What is required
Please reproduce the forum thread below on using LLMs to write documentation, word for word and in full.

Excerpt
:::
Comment by mschulkind
15 days ago
One of my favorite ways to use LLM agents for coding is to have them write extensive documentation on whatever I'm about to dig in coding on. Pretty low stakes if the LLM makes a few mistakes. It's perhaps even a better place to start for skeptics.
I am not so sure. Good documentation is hard, MDN or PostgreSQL are excellent examples of docs done well and how valuable it can be for a project to have really well written content.
LLMs can generate content but not really write, out of the box they tend to be quote verbose and generate a lot of proforma content. Perhaps with the right kind of prompts, a lot of editing and reviews, you can get them to good, but at the point it is almost same as writing it yourself.
It is a hard choice between lower quality documentation (AI slop?) or it being lightly or fully undocumented. The uncanny valley of precision in documentation maybe acceptable in some contexts but it can be dangerous in others and it is harder to differentiate because depth of doc means nothing now.
Over time we find ourselves skipping LLM generated documentation just like any other AI slop. The value/emphasis placed on reading documentation erodes that finding good documentation becomes harder like other online content today and get devalued.
Sure, but LLMs tend to be better at navigating around documentation (or source code when no documentation exists). In agentic mode, they can get me to the right part of the documentation (or the right of the source code, especially in unfamiliar codebases) much quicker than I could do it myself without help.
:::
Records provided

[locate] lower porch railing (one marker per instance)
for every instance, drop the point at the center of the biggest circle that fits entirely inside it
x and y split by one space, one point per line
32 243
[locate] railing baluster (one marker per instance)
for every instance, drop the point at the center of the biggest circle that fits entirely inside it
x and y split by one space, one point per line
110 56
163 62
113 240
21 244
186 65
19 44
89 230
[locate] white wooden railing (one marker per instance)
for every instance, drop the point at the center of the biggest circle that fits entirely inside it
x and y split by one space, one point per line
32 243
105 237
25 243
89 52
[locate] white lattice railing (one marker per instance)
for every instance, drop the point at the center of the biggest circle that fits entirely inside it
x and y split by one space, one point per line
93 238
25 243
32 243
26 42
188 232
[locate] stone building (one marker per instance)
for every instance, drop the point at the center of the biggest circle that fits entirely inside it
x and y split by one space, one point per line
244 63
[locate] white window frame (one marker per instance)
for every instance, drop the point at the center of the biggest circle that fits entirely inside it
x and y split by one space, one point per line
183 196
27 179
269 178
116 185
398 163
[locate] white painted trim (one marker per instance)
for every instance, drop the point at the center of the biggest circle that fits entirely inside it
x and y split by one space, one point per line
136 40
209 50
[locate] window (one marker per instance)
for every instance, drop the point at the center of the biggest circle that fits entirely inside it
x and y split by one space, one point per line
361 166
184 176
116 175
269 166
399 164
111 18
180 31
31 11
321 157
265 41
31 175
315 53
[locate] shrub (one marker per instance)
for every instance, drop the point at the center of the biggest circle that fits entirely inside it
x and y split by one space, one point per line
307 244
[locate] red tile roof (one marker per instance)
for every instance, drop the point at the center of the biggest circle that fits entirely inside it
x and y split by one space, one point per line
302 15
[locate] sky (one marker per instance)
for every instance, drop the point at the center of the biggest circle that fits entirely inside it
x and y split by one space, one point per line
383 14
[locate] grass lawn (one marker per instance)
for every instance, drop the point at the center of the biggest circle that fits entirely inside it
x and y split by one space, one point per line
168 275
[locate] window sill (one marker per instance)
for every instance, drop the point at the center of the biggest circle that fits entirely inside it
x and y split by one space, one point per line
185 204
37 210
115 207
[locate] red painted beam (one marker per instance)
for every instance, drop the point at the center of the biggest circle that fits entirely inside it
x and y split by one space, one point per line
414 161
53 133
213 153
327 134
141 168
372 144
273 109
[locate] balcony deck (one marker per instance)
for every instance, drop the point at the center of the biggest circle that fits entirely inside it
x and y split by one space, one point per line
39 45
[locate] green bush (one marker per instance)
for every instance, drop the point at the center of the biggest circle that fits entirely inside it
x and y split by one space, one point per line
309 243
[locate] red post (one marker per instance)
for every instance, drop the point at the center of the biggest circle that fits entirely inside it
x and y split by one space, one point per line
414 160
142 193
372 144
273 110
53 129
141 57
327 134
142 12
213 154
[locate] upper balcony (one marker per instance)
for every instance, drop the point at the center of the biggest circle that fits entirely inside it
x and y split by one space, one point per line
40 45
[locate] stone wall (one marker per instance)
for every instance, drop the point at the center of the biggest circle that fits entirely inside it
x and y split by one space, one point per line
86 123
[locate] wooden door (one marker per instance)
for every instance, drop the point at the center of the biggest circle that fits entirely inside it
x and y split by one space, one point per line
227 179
:::
Output for this exercise
Comment by mschulkind
15 days ago
One of my favorite ways to use LLM agents for coding is to have them write extensive documentation on whatever I'm about to dig in coding on. Pretty low stakes if the LLM makes a few mistakes. It's perhaps even a better place to start for skeptics.
I am not so sure. Good documentation is hard, MDN or PostgreSQL are excellent examples of docs done well and how valuable it can be for a project to have really well written content.
LLMs can generate content but not really write, out of the box they tend to be quote verbose and generate a lot of proforma content. Perhaps with the right kind of prompts, a lot of editing and reviews, you can get them to good, but at the point it is almost same as writing it yourself.
It is a hard choice between lower quality documentation (AI slop?) or it being lightly or fully undocumented. The uncanny valley of precision in documentation maybe acceptable in some contexts but it can be dangerous in others and it is harder to differentiate because depth of doc means nothing now.
Over time we find ourselves skipping LLM generated documentation just like any other AI slop. The value/emphasis placed on reading documentation erodes that finding good documentation becomes harder like other online content today and get devalued.
Sure, but LLMs tend to be better at navigating around documentation (or source code when no documentation exists). In agentic mode, they can get me to the right part of the documentation (or the right of the source code, especially in unfamiliar codebases) much quicker than I could do it myself without help.